─── Extracted material ───
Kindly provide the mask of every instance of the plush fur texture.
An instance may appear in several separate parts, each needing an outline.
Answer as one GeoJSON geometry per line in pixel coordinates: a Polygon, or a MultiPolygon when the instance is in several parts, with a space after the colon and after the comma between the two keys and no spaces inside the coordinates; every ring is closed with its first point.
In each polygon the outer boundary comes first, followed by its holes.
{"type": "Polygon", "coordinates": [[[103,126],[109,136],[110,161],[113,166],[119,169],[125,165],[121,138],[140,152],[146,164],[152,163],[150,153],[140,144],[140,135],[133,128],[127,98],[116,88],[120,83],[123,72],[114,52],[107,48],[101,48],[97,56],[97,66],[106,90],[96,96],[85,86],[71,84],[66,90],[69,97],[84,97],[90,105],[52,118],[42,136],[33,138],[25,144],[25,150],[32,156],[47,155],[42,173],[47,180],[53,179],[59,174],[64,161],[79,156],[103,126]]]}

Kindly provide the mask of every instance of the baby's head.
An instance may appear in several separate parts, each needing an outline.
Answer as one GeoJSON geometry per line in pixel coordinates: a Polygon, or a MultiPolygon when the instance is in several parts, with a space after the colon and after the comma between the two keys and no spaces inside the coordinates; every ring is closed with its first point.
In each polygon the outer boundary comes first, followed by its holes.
───
Please reproduce all of the material above word for word, keeping every line as it appears.

Full output:
Kindly provide the mask of every instance of the plush fur texture.
An instance may appear in several separate parts, each needing an outline.
Answer as one GeoJSON geometry per line in pixel coordinates: a Polygon, or a MultiPolygon when the instance is in several parts, with a space after the colon and after the comma between the two keys and no spaces inside the coordinates; every ring is closed with its first point.
In each polygon the outer boundary comes first, followed by its holes.
{"type": "Polygon", "coordinates": [[[103,126],[109,136],[110,161],[113,166],[119,169],[125,165],[121,138],[140,152],[146,164],[152,163],[150,153],[140,144],[140,135],[133,128],[127,98],[116,88],[120,83],[123,72],[114,52],[107,48],[101,48],[97,56],[97,66],[106,90],[96,96],[85,86],[71,84],[66,90],[69,97],[84,97],[90,105],[52,118],[42,136],[33,138],[25,144],[25,150],[32,156],[47,155],[42,173],[47,180],[53,179],[59,174],[64,161],[79,156],[103,126]]]}

Kindly provide the mask of every instance of the baby's head.
An instance may appear in several separate parts, each needing an outline.
Answer as one GeoJSON geometry per line in pixel coordinates: a Polygon, or a MultiPolygon when the instance is in several parts, with a space after the colon and after the comma between the two keys and no spaces inside the coordinates; every ring is closed with its first point.
In each polygon the outer boundary comes first, followed by its holes.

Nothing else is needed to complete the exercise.